─── Supplied material ───

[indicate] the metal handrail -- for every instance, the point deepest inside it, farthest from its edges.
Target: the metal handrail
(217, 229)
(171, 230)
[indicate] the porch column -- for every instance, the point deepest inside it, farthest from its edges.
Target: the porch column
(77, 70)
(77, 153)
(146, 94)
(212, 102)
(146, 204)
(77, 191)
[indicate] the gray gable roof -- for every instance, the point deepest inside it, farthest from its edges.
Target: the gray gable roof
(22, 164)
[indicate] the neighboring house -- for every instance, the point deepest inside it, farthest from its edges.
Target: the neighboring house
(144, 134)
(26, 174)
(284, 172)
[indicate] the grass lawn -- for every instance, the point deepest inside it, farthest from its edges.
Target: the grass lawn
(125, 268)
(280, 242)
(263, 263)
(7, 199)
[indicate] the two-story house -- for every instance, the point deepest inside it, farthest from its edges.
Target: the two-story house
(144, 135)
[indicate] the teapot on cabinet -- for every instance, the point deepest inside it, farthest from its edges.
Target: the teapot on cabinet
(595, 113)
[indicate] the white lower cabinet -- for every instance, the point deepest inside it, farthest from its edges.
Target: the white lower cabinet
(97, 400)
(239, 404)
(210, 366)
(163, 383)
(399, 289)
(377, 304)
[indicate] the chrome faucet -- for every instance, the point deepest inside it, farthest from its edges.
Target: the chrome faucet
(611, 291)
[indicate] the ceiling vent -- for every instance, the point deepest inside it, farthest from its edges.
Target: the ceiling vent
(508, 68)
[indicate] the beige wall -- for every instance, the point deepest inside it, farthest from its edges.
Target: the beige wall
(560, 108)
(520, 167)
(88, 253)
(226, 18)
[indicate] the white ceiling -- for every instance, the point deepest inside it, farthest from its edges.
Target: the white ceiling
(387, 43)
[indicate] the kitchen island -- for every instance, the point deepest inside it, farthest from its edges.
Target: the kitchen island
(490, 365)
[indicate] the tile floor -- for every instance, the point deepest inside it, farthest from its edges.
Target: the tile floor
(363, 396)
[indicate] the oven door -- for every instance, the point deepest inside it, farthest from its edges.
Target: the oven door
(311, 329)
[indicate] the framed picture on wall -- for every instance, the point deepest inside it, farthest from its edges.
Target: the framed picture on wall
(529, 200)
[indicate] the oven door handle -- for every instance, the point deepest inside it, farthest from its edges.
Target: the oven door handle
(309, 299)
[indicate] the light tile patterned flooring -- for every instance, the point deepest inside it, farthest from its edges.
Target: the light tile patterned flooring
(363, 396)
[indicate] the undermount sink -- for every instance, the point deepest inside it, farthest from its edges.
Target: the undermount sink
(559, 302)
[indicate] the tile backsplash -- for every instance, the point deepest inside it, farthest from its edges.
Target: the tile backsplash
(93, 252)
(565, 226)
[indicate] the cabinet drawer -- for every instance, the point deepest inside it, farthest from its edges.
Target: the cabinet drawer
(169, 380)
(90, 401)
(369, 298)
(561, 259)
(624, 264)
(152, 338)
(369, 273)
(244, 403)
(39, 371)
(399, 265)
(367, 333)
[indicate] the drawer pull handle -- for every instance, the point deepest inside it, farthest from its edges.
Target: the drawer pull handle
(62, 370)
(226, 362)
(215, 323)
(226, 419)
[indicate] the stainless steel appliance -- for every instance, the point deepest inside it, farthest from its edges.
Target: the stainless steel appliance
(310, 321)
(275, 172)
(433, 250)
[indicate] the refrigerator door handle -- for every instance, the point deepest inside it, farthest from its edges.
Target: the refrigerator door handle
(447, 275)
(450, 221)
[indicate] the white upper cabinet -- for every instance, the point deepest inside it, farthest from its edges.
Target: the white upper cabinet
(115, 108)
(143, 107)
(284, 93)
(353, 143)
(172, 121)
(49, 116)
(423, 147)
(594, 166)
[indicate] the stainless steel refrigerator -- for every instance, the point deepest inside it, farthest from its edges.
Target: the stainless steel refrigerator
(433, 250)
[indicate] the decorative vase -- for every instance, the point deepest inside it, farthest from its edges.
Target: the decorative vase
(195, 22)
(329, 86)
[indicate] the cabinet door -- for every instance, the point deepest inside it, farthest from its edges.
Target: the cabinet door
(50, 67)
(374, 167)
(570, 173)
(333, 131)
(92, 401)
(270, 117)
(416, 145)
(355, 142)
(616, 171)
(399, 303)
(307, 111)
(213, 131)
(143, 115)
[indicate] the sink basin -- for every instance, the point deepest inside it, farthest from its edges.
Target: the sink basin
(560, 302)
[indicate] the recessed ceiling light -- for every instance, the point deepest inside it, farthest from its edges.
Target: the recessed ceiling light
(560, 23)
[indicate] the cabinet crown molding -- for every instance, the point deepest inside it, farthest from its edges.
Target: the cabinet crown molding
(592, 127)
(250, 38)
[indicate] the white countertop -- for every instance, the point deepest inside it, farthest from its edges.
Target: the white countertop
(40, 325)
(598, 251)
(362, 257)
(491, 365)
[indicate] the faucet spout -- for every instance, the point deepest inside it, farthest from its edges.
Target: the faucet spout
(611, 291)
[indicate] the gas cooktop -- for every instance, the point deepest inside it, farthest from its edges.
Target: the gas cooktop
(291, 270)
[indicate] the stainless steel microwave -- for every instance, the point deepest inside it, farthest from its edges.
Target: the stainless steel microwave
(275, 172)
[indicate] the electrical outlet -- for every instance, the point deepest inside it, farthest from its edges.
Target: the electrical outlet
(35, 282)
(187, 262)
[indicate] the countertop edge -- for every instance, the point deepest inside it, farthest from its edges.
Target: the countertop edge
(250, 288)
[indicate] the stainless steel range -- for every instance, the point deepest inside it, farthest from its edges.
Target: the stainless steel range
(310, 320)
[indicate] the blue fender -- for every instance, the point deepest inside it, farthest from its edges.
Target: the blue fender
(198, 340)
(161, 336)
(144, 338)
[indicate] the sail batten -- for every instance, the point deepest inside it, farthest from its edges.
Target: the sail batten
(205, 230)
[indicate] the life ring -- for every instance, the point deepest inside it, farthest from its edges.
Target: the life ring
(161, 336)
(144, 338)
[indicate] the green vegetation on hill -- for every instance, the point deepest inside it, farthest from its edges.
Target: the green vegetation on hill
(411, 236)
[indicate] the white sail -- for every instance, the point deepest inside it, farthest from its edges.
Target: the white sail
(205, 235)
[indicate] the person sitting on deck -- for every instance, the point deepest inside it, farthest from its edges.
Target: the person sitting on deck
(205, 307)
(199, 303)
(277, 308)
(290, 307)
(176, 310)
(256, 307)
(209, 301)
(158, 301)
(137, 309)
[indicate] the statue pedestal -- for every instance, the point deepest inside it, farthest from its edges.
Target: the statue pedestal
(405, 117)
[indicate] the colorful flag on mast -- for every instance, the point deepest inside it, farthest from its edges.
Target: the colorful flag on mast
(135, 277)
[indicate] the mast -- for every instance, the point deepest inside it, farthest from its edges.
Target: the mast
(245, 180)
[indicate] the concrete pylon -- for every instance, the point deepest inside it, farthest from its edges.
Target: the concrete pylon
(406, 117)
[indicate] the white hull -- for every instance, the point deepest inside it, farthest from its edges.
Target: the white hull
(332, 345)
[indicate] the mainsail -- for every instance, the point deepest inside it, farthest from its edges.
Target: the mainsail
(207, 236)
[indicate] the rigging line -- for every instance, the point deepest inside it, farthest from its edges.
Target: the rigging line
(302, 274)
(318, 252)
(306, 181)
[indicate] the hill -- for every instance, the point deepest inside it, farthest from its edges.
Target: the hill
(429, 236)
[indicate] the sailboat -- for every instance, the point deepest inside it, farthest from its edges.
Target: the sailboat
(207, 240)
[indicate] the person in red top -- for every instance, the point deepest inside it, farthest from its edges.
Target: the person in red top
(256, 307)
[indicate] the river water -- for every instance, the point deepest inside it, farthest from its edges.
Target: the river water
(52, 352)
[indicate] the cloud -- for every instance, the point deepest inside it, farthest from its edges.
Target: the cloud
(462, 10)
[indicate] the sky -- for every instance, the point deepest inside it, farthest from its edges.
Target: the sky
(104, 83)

───

# [Problem]
Convert the rows into a JSON list of strings with one string per line and no blank lines. Begin at the line that contains "[indicate] the river" and stop after the last line of the rows.

# [Answer in full]
[
  "[indicate] the river water -- for every instance, the point deepest inside it, farthest from its edges.",
  "Target: the river water",
  "(52, 352)",
  "[indicate] the cloud -- for every instance, the point deepest inside it, farthest from its edges.",
  "Target: the cloud",
  "(462, 10)",
  "[indicate] the sky -- for every instance, the point deepest inside it, farthest from its edges.",
  "Target: the sky",
  "(104, 83)"
]